* [EXERCISE DETAILS] Recast the records below, from the line with "Every instance of the white" to the line with "<point>1046,541</point>", as a Markdown table with the columns Row and Line. Number each line in order and leave out blank lines.

## BEGIN DATA FOR PROCESSING

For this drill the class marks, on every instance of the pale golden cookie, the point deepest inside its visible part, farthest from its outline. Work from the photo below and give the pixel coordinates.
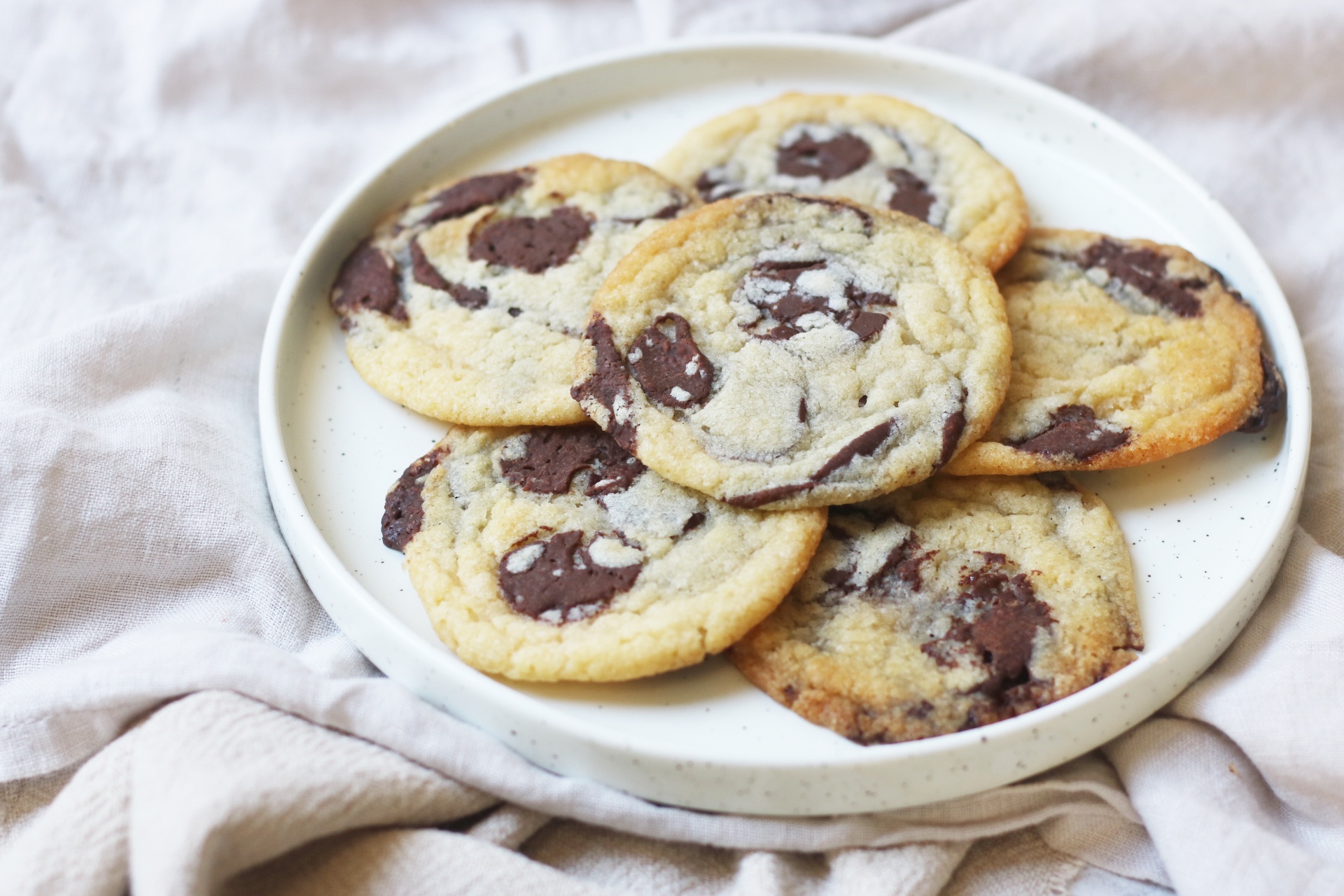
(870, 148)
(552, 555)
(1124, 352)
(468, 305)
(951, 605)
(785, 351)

## END DATA FOR PROCESSING
## BEGIN DATA FOR PROCESSING

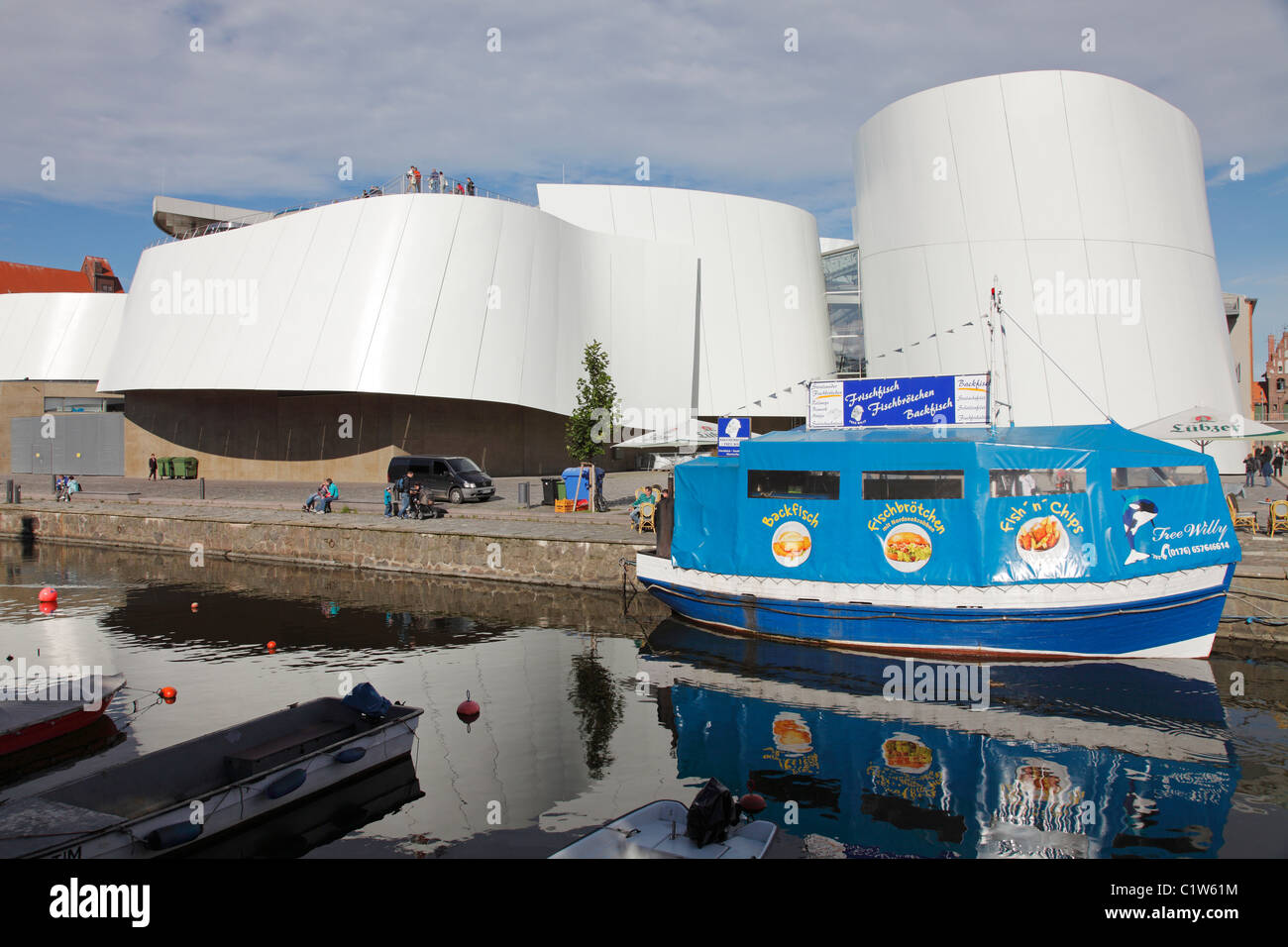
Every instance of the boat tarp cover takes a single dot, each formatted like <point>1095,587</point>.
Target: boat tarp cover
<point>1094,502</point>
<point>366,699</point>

## END DATA FOR PROCESSING
## BEGIN DATA FOR PROCESSING

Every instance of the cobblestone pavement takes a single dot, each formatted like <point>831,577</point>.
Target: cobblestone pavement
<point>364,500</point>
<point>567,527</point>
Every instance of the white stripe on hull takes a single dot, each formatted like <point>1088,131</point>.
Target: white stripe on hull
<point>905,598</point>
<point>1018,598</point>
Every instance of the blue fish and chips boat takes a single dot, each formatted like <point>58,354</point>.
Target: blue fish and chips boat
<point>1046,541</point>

## END DATA FOR PROCESSING

* [TASK RESULT]
| Row | Line |
|---|---|
| 1 | Every instance of the white stripe on hull takes a single dot, each formatted like <point>1088,131</point>. |
| 2 | Target: white stripe on hull |
| 3 | <point>905,598</point> |
| 4 | <point>1018,598</point> |
| 5 | Every instance of the blue fish and chips boat takes a single dot, each formatted like <point>58,354</point>. |
| 6 | Target: blue fish and chips boat |
| 7 | <point>1046,541</point> |